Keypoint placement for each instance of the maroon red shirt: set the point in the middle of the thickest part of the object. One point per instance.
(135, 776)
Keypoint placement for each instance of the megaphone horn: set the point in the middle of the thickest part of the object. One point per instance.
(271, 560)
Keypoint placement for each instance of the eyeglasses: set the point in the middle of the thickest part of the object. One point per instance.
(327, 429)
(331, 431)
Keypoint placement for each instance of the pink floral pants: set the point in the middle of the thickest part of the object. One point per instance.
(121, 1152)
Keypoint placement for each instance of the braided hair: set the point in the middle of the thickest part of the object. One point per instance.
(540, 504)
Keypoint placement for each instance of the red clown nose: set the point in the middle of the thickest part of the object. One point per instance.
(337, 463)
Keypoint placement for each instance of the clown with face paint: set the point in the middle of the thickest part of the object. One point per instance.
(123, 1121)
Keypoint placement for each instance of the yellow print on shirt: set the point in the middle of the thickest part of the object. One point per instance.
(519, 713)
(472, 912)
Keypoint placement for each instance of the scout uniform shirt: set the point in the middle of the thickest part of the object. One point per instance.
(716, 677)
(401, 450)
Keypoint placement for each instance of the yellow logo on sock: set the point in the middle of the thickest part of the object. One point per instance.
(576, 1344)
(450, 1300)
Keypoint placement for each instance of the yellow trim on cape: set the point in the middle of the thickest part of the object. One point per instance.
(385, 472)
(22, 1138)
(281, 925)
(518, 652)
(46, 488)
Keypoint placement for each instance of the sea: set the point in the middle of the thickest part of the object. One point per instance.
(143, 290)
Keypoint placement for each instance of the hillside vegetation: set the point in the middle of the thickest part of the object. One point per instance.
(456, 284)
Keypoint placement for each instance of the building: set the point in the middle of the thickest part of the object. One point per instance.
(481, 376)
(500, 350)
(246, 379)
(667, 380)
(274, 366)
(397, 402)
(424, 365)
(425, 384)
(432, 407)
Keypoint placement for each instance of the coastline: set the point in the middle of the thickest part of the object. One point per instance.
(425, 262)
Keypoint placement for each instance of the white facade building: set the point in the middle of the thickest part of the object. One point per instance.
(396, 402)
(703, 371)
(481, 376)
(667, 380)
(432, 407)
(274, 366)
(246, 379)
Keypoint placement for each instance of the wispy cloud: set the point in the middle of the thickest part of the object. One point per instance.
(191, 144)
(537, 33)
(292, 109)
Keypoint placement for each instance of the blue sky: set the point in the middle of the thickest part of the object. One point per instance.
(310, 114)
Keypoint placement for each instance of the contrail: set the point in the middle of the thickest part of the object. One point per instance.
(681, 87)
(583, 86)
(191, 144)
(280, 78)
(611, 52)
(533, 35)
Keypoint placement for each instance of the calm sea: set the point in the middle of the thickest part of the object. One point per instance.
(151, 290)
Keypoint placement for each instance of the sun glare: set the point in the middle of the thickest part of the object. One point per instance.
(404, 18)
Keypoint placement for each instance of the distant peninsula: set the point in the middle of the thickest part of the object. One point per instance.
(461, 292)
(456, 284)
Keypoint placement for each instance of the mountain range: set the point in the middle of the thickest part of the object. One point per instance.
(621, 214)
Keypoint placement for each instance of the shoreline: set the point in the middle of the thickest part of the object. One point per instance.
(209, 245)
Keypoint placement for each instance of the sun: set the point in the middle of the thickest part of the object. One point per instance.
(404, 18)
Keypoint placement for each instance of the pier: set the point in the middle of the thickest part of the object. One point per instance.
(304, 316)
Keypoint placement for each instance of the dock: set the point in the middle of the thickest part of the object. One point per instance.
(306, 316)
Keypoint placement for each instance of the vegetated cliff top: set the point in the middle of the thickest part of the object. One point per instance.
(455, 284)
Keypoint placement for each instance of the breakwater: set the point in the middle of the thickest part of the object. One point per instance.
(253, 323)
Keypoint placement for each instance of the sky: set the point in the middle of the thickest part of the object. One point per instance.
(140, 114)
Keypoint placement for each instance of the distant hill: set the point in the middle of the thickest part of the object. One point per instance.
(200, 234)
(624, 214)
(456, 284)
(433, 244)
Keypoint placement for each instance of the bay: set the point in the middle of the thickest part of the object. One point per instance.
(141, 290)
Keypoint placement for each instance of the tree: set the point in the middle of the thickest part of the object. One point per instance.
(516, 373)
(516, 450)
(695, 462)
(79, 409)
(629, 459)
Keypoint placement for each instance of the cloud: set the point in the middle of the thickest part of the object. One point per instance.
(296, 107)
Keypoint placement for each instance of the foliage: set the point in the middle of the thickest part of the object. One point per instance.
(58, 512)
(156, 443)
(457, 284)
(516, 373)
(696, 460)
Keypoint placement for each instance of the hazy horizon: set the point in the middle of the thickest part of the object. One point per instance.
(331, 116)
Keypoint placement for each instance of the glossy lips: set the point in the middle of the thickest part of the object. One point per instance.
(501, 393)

TASK DETAILS -> Rewrite all of the material above, substituting "widest" for every "thickest" and leaving everything else as it is.

THE ANSWER ->
Keypoint placement for each instance of the maroon red shirt: set the point in the middle of the widest part of the object. One point per instance.
(135, 776)
Keypoint placement for each instance of the megaphone horn: set the point in the middle of the widest part of the object. One point per instance.
(271, 560)
Keypoint placement for each instance of the eyeglasses: set the point in the middle of the widest part of the object. One point per instance.
(327, 429)
(331, 431)
Keypoint placement for each instance of the pink floral pants: set the point in the middle of the widest part of the object. One point per instance.
(121, 1152)
Keypoint placement for each instance of the braided hair: set the point in the middle of the widest part of the object. One point per instance.
(540, 504)
Keypoint placement for each instance of the red clown nose: set the point in the middle of the widest part of the object. One point per instance.
(337, 463)
Keypoint placement for each instance of the clown with face paint: set the point in the middle of the widest part of the object. One point per instance.
(123, 1121)
Keypoint placement for each instance of the yellow print on shirt: set the point in the middle of the widest part of the object. One point per instance.
(519, 713)
(472, 912)
Keypoint placement for each instance of the scout uniform shirt: set the point in the middle of the widest part of the object. One point per instance.
(716, 677)
(401, 450)
Keypoint placement for each instance of the yellow logo on sock: set the point in the middle of the widest part of the object. One point per instance.
(576, 1344)
(450, 1300)
Keypoint placement for each instance of the yellow trim on cape: set the point in the middle of the widest part of the object. One point per instance.
(385, 472)
(22, 1138)
(281, 925)
(518, 652)
(46, 488)
Keypoint placement for each instance of the sea: set the point in the middle of the widest part of the object. One point per instance.
(143, 290)
Keypoint placement for each instance of the hillside vegetation: set the point in the middle of the widest part of the object. One point per instance.
(456, 284)
Keypoint placement for each instance of the building: set the point in the middle of the widest part of the object. One point per instance.
(481, 376)
(500, 350)
(246, 379)
(667, 380)
(274, 366)
(397, 402)
(424, 365)
(425, 384)
(432, 407)
Keypoint placement for each instance of the coastline: set the point in the middle of the widest part of the object. One point per instance.
(425, 262)
Keypoint placement for each instance of the white facade building: set the point in the middle of the widest part of the object. One point per instance.
(396, 402)
(703, 371)
(481, 376)
(667, 380)
(432, 407)
(274, 366)
(246, 379)
Keypoint placement for each instance of the wispy cloud: set the point in the middle of the widest part of the object. One point per instance.
(191, 144)
(537, 33)
(292, 109)
Keypoint placement for each instance of the blue sky: set the point in the middle of the widest part of the object. One point per instance.
(310, 114)
Keypoint placement for each instance of the contrail: set the point in the middle of the widest part of the object. One point per instance.
(681, 87)
(583, 86)
(191, 144)
(280, 78)
(611, 52)
(533, 35)
Keypoint placement for each instance of the calm sea: set the point in the middle of the widest part of the object. One point per instance.
(151, 290)
Keypoint placement for each instance of the sun glare: set the point in the middle of the widest part of the object. One point per instance.
(404, 18)
Keypoint placement for each instance of the distant peninsula: set the point in the middle of the widest part of the object. One point per instance.
(461, 292)
(456, 284)
Keypoint placement for each instance of the mountain range: set the point in the middle of the widest part of the object. One point per instance.
(621, 214)
Keypoint placement for each instance of the shoreline: set the point in the middle of the widest part of the object. One point per instance.
(209, 245)
Keypoint placement for each instance of the sun: set the point in the middle of the widest part of the object. One point per instance.
(404, 18)
Keypoint placement for each instance of the pier: set the point in the middle of the widest part of the object. One point per instance.
(304, 316)
Keypoint placement for each instance of the dock: set the point in the middle of the widest part of the object. One point per instance.
(306, 316)
Keypoint placement for each instance of the vegetated cliff top: set the point in the middle of the widest part of the object. One point per instance.
(455, 284)
Keypoint placement for each instance of the breakwater: set the point in the middle of the widest part of the object. One point per instance.
(253, 323)
Keypoint placement for each instance of the sky: set the point in the middle of the widest part of the object. One point per instance.
(140, 114)
Keypoint placement for each instance of the distant hill: set the point in the middle of the widest part of the object. One point per instance.
(200, 234)
(624, 214)
(456, 284)
(433, 244)
Keypoint placement for each instance of the bay: set the point in the middle of the widest part of the object. One point per instance.
(141, 290)
Keypoint placement for each instance of the tree: set the point in the middle of the widest part of the object. One point per instance.
(516, 373)
(516, 450)
(695, 462)
(79, 409)
(629, 459)
Keypoint placement for each instance of the cloud: set the point in the middle of the widest part of the object. One point per instance.
(296, 107)
Keypoint placement for each instance of the foliage: set the point in the middle of the widest part of the object. One point per instance.
(58, 512)
(156, 443)
(457, 284)
(516, 373)
(696, 460)
Keypoint placement for each instance of the hazy horizon: set the point in the middle of the widest part of the object. One point per instance.
(331, 116)
Keypoint placement for each instance of the glossy lips: set the point in the middle of the widest part of the object. One point per instance.
(501, 393)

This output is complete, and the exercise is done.